Gösterilen metin.
31 Mayıs 2022 Salı
24 Mayıs 2022 Salı
Manyak Olmak Bedava!
MANYAK OLMAK BEDAVA!
Çoğu kişi, doktor olmadığı halde teşhis koymaya bayılır. Sözgelişi, bir yerimiz ağrısa dudak büker, biraz düşünür, bilgiç bir tavırla, “Sende şu hastalık var” der. Demekle yetinmez, otlu önerilerde bulunur: “Sabah akşam yeşil çay iç. Kekik, keten tohumu da iyi gelir. Hele tarçını hiç ihmal etme. Günde iki bardak rezene çayı içtin miydi hiçbir şeyin kalmaz...”
Dediklerinin hepsini yapmaya kalksan için dışın rezene çayı, tarçın, kekik, keten tohumu olur; yemeğe, su içmeye vakit bulamazsın. Miden bulanır, karnın ağrır...
Canın sıkılsa, moralin bozuk olsa depresyon geçirdiğini ileri sürer. Saçma önerilerine kızıp bağırsan, “sende stres var. Adaçayı ile ıhlamur içersen rahatlar, ferahlarsın” diye akıl verir. Daha buna benzer neler derler neler...
Bu teşhis koyma hastalığı büyüklerden gençlere, hatta çocuklara sıçradı. Günümüzün moda sözcüğü “manyak”! Davranışlarını beğenmedikleri kişilere “manyak” yaftasını yapıştırıveriyorlar hemen. Hobi bile manyaklık sayılıyor. Ne yapsan manyaklıktan kurtulamıyorsun. Bence herkeste manyaklık aramak da bir çeşit manyaklık!
“Yahu sen ne manyak adamsın be! Para kazanıp köşeye dönmeye çalışacağına, beş para etmeyen yazılar, şiirler yazıp duruyorsun...”
“Kardeşim, sen manyak mısın, yoksa tipin mi öyle gösteriyor? Borç para verilir mi bu devirde? Borcunu veren enayi sayılıyor. Sen o paranın üstüne bir bardak soğuk su iç.”

İstenen görev 1. Gösterilen metne göre, günde iki bardak içilirse hiçbir şeyin kalmayacağı söylenen çay hangisi?

Görev malzemesi.
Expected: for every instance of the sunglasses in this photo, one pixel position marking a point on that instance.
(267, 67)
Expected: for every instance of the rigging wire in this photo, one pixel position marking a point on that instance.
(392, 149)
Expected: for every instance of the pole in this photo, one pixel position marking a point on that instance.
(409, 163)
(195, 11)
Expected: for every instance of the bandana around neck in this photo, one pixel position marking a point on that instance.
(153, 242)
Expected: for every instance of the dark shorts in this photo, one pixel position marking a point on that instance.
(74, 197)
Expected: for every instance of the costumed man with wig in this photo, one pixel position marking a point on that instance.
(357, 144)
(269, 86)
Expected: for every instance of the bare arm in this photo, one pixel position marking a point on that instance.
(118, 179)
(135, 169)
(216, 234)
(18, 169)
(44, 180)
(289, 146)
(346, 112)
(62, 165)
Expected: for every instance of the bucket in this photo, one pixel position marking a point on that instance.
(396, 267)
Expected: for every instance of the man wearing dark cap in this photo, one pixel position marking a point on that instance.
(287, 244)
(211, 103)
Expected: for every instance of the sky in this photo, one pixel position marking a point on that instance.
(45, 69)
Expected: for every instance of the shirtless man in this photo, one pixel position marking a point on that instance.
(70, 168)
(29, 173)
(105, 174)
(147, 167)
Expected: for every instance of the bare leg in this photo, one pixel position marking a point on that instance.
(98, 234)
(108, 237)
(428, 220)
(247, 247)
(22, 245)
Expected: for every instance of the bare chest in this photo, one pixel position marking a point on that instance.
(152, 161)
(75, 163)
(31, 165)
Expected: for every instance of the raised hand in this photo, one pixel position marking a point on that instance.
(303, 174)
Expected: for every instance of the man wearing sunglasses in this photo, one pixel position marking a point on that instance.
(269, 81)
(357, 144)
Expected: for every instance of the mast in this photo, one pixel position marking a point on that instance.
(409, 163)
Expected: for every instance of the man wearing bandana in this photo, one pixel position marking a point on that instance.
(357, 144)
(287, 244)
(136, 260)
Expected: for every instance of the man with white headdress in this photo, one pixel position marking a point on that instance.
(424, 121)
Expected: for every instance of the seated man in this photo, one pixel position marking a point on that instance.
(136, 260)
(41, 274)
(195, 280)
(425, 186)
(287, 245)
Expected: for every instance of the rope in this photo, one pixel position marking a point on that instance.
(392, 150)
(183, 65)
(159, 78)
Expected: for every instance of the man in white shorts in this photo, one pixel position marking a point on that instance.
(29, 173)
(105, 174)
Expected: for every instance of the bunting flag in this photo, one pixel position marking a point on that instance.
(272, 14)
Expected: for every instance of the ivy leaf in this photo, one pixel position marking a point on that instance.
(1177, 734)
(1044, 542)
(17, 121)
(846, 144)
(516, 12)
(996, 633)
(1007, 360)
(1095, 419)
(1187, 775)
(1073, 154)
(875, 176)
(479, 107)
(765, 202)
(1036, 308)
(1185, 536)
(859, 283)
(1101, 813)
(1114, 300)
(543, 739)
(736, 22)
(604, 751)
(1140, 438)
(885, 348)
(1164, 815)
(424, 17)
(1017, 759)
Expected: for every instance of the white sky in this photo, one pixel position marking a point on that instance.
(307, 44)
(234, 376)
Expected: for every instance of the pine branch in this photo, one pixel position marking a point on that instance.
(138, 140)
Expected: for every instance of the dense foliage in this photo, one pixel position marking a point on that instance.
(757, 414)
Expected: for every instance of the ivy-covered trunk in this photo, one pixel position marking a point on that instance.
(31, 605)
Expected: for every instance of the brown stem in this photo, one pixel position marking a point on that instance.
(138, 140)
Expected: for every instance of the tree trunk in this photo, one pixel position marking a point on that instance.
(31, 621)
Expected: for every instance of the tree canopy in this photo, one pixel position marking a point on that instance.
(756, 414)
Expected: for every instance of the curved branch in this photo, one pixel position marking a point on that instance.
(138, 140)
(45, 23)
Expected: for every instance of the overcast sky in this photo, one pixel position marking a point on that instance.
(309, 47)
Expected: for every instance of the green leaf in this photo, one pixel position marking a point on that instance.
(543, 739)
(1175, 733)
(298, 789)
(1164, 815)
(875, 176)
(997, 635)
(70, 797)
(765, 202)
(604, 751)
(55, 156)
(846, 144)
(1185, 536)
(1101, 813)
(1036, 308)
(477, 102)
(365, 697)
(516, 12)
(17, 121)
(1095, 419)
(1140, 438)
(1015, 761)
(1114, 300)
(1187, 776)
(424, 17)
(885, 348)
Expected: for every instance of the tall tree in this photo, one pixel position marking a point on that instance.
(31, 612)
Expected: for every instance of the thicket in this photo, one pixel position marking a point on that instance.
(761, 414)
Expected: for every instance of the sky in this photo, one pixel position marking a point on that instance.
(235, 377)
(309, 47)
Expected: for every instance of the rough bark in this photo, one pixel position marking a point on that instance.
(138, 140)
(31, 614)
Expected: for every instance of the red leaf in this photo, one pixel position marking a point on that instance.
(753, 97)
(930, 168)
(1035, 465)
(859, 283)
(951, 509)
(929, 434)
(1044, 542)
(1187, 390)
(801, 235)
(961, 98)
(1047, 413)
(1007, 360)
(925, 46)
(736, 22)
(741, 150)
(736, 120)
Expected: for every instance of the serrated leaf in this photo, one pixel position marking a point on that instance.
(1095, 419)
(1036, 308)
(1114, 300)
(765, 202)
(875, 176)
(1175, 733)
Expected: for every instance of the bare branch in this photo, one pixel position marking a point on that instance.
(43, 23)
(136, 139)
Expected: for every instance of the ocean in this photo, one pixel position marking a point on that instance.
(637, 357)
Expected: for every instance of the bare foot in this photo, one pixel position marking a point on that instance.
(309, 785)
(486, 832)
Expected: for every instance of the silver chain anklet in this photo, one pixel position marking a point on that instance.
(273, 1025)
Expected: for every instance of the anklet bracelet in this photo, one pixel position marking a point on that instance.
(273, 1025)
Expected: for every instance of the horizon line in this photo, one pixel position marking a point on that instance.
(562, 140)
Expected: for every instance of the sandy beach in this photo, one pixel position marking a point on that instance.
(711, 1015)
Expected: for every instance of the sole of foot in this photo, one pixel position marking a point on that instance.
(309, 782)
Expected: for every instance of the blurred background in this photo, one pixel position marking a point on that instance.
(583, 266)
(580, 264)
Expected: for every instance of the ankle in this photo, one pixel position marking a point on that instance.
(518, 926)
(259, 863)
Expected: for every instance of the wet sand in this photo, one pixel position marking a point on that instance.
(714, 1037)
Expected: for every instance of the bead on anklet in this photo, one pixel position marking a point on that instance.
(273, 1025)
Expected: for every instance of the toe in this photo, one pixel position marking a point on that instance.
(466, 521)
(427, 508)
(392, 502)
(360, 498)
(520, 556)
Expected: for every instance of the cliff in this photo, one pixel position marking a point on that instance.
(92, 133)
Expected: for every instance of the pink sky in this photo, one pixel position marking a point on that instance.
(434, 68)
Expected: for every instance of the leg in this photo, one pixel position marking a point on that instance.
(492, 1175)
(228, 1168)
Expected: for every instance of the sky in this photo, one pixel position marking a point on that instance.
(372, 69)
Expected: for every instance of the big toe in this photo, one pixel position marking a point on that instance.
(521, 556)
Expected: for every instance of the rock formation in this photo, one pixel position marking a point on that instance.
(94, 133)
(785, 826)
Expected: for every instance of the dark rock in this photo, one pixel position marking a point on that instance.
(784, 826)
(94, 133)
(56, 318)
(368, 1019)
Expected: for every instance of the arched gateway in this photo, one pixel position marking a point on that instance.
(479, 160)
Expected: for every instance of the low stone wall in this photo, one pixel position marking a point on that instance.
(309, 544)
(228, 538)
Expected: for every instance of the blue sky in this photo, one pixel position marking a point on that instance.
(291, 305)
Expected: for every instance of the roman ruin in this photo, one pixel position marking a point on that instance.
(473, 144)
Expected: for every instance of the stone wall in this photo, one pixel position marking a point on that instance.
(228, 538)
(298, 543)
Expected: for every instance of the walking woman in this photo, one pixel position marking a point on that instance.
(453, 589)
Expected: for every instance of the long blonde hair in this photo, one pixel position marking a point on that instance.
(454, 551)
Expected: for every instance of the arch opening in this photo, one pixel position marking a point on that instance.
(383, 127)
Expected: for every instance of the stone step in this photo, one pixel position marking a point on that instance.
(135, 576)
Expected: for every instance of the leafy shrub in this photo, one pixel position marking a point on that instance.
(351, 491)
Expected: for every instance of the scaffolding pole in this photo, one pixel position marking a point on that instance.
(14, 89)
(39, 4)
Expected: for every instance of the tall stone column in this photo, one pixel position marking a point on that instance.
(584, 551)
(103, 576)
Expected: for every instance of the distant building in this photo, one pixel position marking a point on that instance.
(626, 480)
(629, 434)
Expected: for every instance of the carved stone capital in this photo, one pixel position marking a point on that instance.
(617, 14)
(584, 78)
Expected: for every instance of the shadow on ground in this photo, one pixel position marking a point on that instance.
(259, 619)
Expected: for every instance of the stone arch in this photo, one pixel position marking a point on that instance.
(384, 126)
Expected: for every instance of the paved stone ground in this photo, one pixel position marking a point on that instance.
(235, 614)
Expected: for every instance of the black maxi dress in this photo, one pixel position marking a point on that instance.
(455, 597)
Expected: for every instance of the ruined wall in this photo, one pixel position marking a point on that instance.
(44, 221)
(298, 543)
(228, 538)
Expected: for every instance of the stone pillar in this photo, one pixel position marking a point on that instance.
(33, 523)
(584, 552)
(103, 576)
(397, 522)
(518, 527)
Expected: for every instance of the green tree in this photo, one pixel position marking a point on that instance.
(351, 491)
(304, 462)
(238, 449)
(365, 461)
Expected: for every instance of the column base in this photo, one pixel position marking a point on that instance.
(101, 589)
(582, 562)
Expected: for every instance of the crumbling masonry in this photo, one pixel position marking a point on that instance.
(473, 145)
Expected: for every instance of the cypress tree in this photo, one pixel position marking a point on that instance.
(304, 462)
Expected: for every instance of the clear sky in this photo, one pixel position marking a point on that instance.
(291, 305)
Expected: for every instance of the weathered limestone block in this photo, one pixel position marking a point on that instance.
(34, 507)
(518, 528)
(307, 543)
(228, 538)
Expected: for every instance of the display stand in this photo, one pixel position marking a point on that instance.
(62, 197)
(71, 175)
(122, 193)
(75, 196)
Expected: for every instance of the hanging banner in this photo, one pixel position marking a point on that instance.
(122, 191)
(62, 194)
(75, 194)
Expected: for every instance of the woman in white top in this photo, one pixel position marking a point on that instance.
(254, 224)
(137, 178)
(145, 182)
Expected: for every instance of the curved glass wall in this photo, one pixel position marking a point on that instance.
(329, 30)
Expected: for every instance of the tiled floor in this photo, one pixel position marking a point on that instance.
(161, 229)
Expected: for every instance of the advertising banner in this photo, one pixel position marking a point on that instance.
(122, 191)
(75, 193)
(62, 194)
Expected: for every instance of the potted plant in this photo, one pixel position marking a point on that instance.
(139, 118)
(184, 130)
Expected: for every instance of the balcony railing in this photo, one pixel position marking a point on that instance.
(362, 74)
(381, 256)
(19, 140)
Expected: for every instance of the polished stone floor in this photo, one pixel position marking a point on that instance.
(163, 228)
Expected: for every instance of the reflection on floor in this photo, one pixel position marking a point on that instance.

İstenen görev 2. Listeden, "Expected: for every instance of the horizon" ifadesinin geçtiği satırdan başlayıp "(714, 1037)" ifadesinin geçtiği satırda biten satırları, iki uçtaki satırlar da dahil olmak üzere aynen alıntıla.

Yanıt 1. Rezene çayı.

Yanıt 2.
Expected: for every instance of the horizon line in this photo, one pixel position marking a point on that instance.
(562, 140)
Expected: for every instance of the sandy beach in this photo, one pixel position marking a point on that instance.
(711, 1015)
Expected: for every instance of the sole of foot in this photo, one pixel position marking a point on that instance.
(309, 782)
Expected: for every instance of the blurred background in this photo, one pixel position marking a point on that instance.
(583, 266)
(580, 264)
Expected: for every instance of the ankle in this photo, one pixel position marking a point on that instance.
(518, 926)
(259, 863)
Expected: for every instance of the wet sand in this photo, one pixel position marking a point on that instance.
(714, 1037)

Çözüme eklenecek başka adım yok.